TASK INSTRUCTIONS. Please reproduce all the data exactly as written and omit the pictures.

PROVIDED RECORDS.
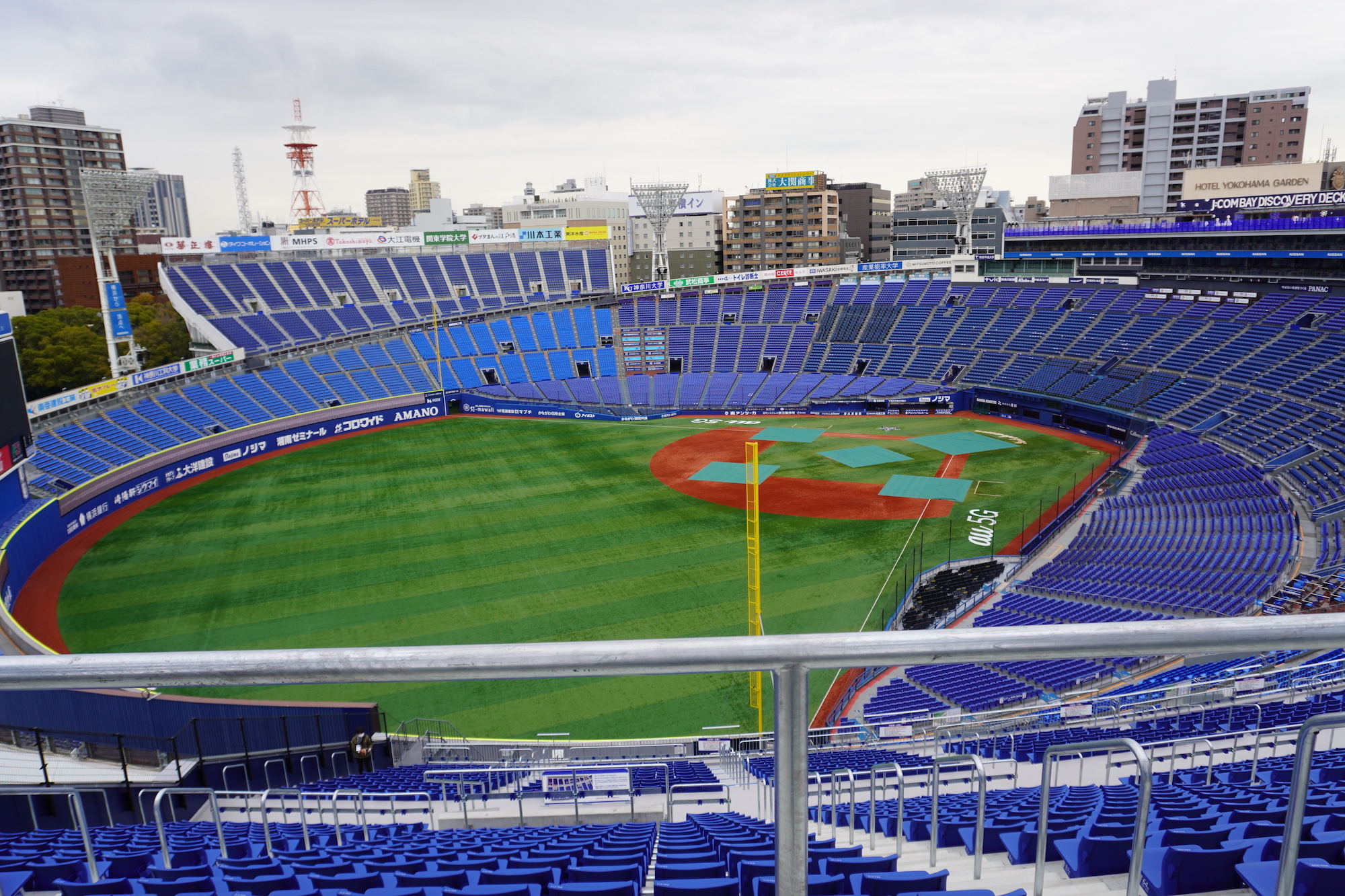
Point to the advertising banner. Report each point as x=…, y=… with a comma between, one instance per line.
x=188, y=245
x=118, y=323
x=594, y=784
x=792, y=181
x=598, y=232
x=252, y=243
x=367, y=240
x=504, y=407
x=494, y=236
x=107, y=386
x=446, y=237
x=1233, y=205
x=757, y=276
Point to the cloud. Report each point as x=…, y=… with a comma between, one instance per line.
x=489, y=96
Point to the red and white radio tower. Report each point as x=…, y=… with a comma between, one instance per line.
x=306, y=202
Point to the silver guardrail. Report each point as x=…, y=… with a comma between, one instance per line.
x=787, y=657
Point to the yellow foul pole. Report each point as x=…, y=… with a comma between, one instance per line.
x=754, y=571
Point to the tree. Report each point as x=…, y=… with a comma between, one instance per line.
x=61, y=349
x=64, y=348
x=159, y=330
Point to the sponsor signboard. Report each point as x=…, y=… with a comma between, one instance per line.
x=895, y=731
x=446, y=237
x=1233, y=205
x=792, y=181
x=108, y=386
x=188, y=245
x=251, y=243
x=594, y=784
x=598, y=232
x=340, y=221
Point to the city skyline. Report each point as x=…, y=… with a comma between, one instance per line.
x=497, y=116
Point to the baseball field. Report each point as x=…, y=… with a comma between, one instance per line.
x=486, y=530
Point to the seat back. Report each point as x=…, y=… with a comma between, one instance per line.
x=1190, y=869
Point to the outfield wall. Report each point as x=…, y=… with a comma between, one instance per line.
x=80, y=518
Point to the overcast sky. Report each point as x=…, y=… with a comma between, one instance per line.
x=493, y=95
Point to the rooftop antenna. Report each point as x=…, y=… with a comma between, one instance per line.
x=960, y=188
x=241, y=192
x=306, y=202
x=660, y=202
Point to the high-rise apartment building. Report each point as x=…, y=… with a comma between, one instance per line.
x=867, y=216
x=423, y=190
x=42, y=208
x=494, y=214
x=1163, y=136
x=794, y=221
x=165, y=209
x=392, y=205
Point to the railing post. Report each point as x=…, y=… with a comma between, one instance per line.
x=792, y=780
x=1299, y=797
x=1145, y=779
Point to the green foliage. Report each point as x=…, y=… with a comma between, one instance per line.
x=61, y=349
x=159, y=330
x=64, y=348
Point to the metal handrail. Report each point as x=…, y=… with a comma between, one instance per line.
x=1144, y=771
x=833, y=791
x=76, y=810
x=159, y=819
x=1210, y=754
x=787, y=657
x=360, y=810
x=1304, y=748
x=981, y=806
x=266, y=814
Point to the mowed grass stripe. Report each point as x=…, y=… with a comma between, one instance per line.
x=481, y=532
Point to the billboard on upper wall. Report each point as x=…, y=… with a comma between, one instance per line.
x=793, y=181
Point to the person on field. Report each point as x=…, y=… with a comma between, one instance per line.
x=362, y=748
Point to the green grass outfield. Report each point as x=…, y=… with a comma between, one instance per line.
x=485, y=530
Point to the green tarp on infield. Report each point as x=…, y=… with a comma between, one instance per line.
x=789, y=434
x=960, y=443
x=864, y=456
x=736, y=474
x=926, y=487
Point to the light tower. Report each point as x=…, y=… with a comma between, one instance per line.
x=960, y=188
x=306, y=202
x=660, y=202
x=241, y=192
x=111, y=197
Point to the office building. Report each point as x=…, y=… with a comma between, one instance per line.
x=422, y=190
x=165, y=210
x=921, y=194
x=1163, y=135
x=929, y=233
x=693, y=237
x=1109, y=193
x=867, y=214
x=392, y=206
x=42, y=208
x=574, y=206
x=494, y=216
x=77, y=280
x=794, y=221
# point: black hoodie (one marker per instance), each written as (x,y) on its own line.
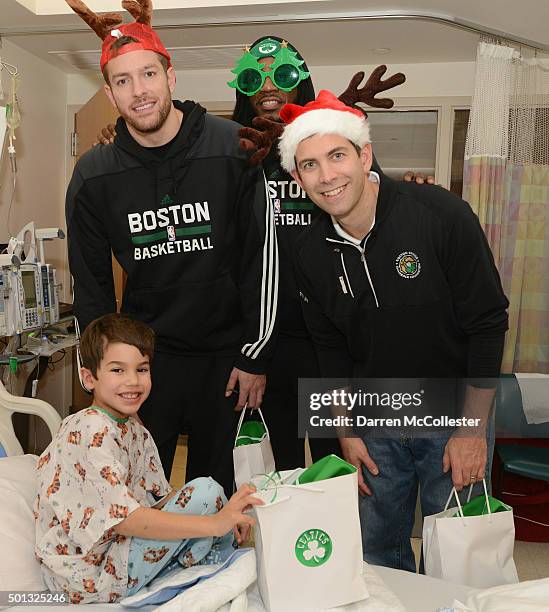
(293,210)
(192,231)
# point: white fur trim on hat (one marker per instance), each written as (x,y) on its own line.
(322,121)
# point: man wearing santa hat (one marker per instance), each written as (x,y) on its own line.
(396,280)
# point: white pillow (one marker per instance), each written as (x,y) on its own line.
(19,569)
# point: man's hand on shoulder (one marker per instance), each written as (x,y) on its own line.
(250,388)
(106,135)
(418,177)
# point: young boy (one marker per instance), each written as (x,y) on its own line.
(101,531)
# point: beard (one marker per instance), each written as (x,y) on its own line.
(150,125)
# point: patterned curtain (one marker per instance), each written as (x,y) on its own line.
(506,181)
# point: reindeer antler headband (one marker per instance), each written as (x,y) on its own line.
(109,27)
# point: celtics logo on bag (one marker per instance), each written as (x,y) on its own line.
(408,265)
(313,548)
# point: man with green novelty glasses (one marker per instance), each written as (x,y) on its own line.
(264,76)
(269,58)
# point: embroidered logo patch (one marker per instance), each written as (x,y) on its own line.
(313,548)
(408,264)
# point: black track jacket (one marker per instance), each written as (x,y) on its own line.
(194,232)
(420,297)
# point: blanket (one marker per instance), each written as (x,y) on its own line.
(232,587)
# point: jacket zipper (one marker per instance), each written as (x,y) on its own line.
(364,263)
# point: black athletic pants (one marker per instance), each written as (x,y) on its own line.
(191,391)
(293,358)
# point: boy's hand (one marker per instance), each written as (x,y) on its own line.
(232,513)
(241,533)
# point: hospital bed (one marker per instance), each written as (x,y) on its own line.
(416,593)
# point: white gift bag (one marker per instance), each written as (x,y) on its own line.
(309,545)
(254,458)
(473,550)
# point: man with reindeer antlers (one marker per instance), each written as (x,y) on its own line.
(186,215)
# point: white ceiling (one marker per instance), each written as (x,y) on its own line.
(211,36)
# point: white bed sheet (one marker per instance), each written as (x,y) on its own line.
(416,592)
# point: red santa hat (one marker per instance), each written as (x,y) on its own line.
(147,40)
(325,115)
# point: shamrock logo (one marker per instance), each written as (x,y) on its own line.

EXERCISE OUTPUT.
Point to the advertising banner. Report each point as x=…, y=… with a comma between, one instance per line.
x=188, y=245
x=118, y=323
x=594, y=784
x=792, y=181
x=598, y=232
x=252, y=243
x=367, y=240
x=504, y=407
x=494, y=236
x=107, y=386
x=446, y=237
x=1233, y=205
x=757, y=276
Point to the cloud. Report each point as x=…, y=… with a comma between, one instance per line.
x=489, y=96
Point to the red and white radio tower. Report each point as x=…, y=… with a comma between, one instance per line.
x=306, y=202
Point to the silver guardrail. Report each point as x=…, y=… with a comma between, one instance per line.
x=787, y=657
Point to the yellow foul pole. Report each point as x=…, y=… with a comma between, one instance per line.
x=754, y=571
Point to the tree. Report each point as x=…, y=… with a comma between, one instance per line.
x=61, y=349
x=64, y=348
x=159, y=330
Point to the sponsor signboard. Report each point as x=…, y=… with a comma between, one instance per line.
x=895, y=731
x=446, y=237
x=1233, y=205
x=792, y=181
x=108, y=386
x=188, y=245
x=251, y=243
x=594, y=784
x=598, y=232
x=340, y=221
Point to the city skyline. Report each point as x=…, y=… with a comma between, one instance per line.
x=497, y=116
Point to the baseball field. Report each point as x=…, y=… with a comma between, one instance per line.
x=486, y=530
Point to the seat back. Report each point as x=…, y=… with a comma between, one instance per line.
x=1190, y=869
Point to the outfield wall. Report each point as x=…, y=… with a comma between, one instance per line.
x=80, y=518
Point to the overcast sky. Report each point as x=…, y=… with a comma between, one instance per line.
x=493, y=95
Point to the rooftop antenna. Report each point as x=…, y=… with a comma between, one instance per line.
x=960, y=188
x=241, y=192
x=306, y=202
x=660, y=202
Point to the high-rise apartment building. Report each point as x=…, y=… with a comma between, one instance per line.
x=867, y=216
x=423, y=190
x=42, y=208
x=494, y=214
x=1163, y=136
x=794, y=221
x=165, y=209
x=392, y=205
Point to the railing post. Report each point as x=…, y=… with a comma between, one instance per line.
x=792, y=780
x=1299, y=797
x=1145, y=779
Point to the green foliage. Report each point as x=…, y=… with a comma between, one instance per line.
x=61, y=349
x=159, y=330
x=64, y=348
Point to the metal handrail. Report each point as x=…, y=… with a comma between, one instance per line.
x=1144, y=771
x=833, y=791
x=76, y=810
x=159, y=819
x=1210, y=754
x=787, y=657
x=360, y=810
x=1304, y=748
x=981, y=806
x=266, y=814
Point to the mowed grass stripe. Report each point as x=…, y=… with a comma between, one instance per line.
x=481, y=532
Point to the billboard on upper wall. Report each point as x=…, y=… with a comma between, one instance per line.
x=793, y=181
Point to the person on field. Report each point as x=…, y=… with a comma between, one instance per line.
x=362, y=748
Point to the green grass outfield. Report each point as x=…, y=… with a comma between, one instance per line.
x=485, y=530
Point to the green tarp on infield. Report each point as x=…, y=… with a comma between, one instance per line.
x=789, y=434
x=960, y=443
x=864, y=456
x=736, y=474
x=926, y=487
Point to the light tower. Report each point as x=…, y=… with a comma between, one instance per line.
x=960, y=188
x=306, y=202
x=660, y=202
x=241, y=192
x=111, y=197
Point to the office building. Report each point as x=…, y=… with a comma between, one instance per line.
x=422, y=190
x=165, y=210
x=921, y=194
x=1163, y=135
x=929, y=233
x=693, y=237
x=1109, y=193
x=867, y=214
x=392, y=206
x=42, y=208
x=574, y=206
x=494, y=216
x=77, y=280
x=794, y=221
# point: black hoodie (one marker per instance), each written as (x,y) on its own line.
(293,210)
(192,231)
# point: white fur trim on hat (one marker per instance), each written as (x,y) on its own line.
(322,121)
# point: man wearing santa hat (one marker per instance), each written as (x,y) on its own line.
(396,280)
# point: white pillow (one marker per instance), each written as (x,y) on its own line.
(19,569)
# point: man's hand on shoulder (one marker per instance), each written as (x,y) on its own line.
(250,388)
(106,135)
(418,177)
# point: young boy (one marker per instance), each written as (x,y) on its own line.
(101,531)
# point: beard (one marker per instance), each written as (x,y) on its own line.
(150,125)
# point: patterned curtain (one marker per instance), each written as (x,y) on its own line.
(506,181)
# point: reindeer antler headband (one marker per instance), each written as (x,y) on its own line.
(109,27)
# point: celtics logo on bag (one marker per instance), each written as (x,y) on its own line.
(408,265)
(313,548)
# point: man with green novelty glasses (one marker per instance), each written as (x,y) on its own line.
(264,76)
(269,58)
# point: embroidered logo patch (one marker per instance), each written as (x,y) on its own line.
(313,548)
(408,264)
# point: black track jacket (one marker per instance), each written as (x,y) on its own line.
(194,232)
(420,297)
# point: blanket (one marker per instance), each written as (x,y) on its own line.
(232,587)
# point: jacket zipper (one marker per instance), each written as (x,y) on its own line.
(364,263)
# point: black athletic pants (one marker per instance), each written as (x,y) on its own line.
(191,391)
(293,358)
# point: boy's hand (one marker per instance), each written as (x,y) on its own line.
(232,513)
(241,533)
# point: hospital bed (one marker per instance), each written as (x,y) on its own line.
(416,593)
# point: white gift bag (one marker per instance), each written as (x,y) on its own line.
(309,545)
(254,458)
(473,550)
# point: man with reindeer antlers (one marker per instance), each written as (x,y) on its own line.
(186,215)
# point: white ceiling (one marker per instance), each written as (x,y) on its own line.
(211,36)
# point: white bed sheet (one marker per instance), each written as (x,y) on its own line.
(416,592)
# point: red santa hat (one marker per instance), each written as (x,y) on its own line.
(147,40)
(325,115)
# point: shamrock logo (one marker per instance), each written as (x,y) on its own line.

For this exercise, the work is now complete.